*GIVEN EXERCISE A*
Reproduce the records below with every occurrence of "white sign" changed to "white placard" and all other lines unchanged. Leave the pictures out of your answer.

Your World is my Oyster (Cove)

 

Your World is my Oyster (Cove) (2016-17). Installation view. Picture credit P1xels.

Your World is my Oyster (Cove) (2016-17). Installation view. Picture credit P1xels.

After the ‘Black Wars’ of the mid 1820’s to early 1830’s in Tasmania, many of the surviving Aboriginal peoples were interned at Wyballena on Flinders Island in Bass’ Strait where over one hundred died due to the poor conditions.  In 1847, with the Flinders Island settlement deemed a failure, the remaining population were decamped to Oyster Cove, an old convict station near Hobart.

Questions of responsibility were uppermost in my mind when I made Your World is my Oyster (Cove) (2016-17). The title Your World is My Oyster (Cove), is a play on the phrase ‘The world is your oyster’, meaning that the subject of the phrase may have anything they desire. The title speaks across time to property ownership, privilege, and entitlement. My title places myself (and also any viewer) in the picture as the property owner, she who is able to desire and own, while ‘your world’ addresses across time the Aboriginal figures in the painting whose possession of their world was at the time of their internment at Oyster Cove, increasingly threatened.

*GIVEN EXERCISE B*
Output the passage of the text on the Oyster Cove painting above from "Questions of responsibility" up to and including "Cove, increasingly threatened.", word for word.

*ROWS*

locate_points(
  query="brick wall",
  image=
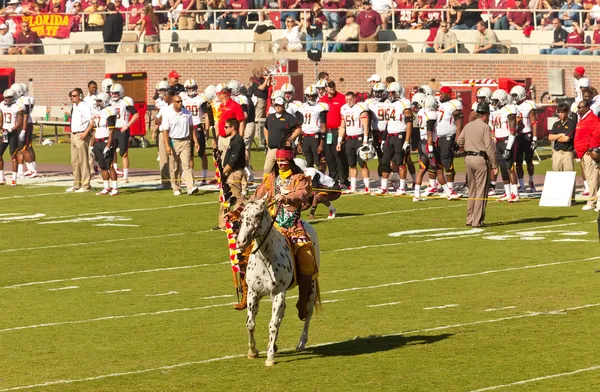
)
(54, 76)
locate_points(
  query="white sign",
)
(558, 189)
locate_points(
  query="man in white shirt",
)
(177, 126)
(81, 128)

*FULL OUTPUT A*
locate_points(
  query="brick wall",
  image=
)
(54, 76)
locate_points(
  query="white placard",
)
(558, 189)
locate_points(
  query="man in white shirt",
)
(177, 126)
(81, 128)

*FULL OUTPUT B*
Questions of responsibility were uppermost in my mind when I made Your World is my Oyster (Cove) (2016-17). The title Your World is My Oyster (Cove), is a play on the phrase ‘The world is your oyster’, meaning that the subject of the phrase may have anything they desire. The title speaks across time to property ownership, privilege, and entitlement. My title places myself (and also any viewer) in the picture as the property owner, she who is able to desire and own, while ‘your world’ addresses across time the Aboriginal figures in the painting whose possession of their world was at the time of their internment at Oyster Cove, increasingly threatened.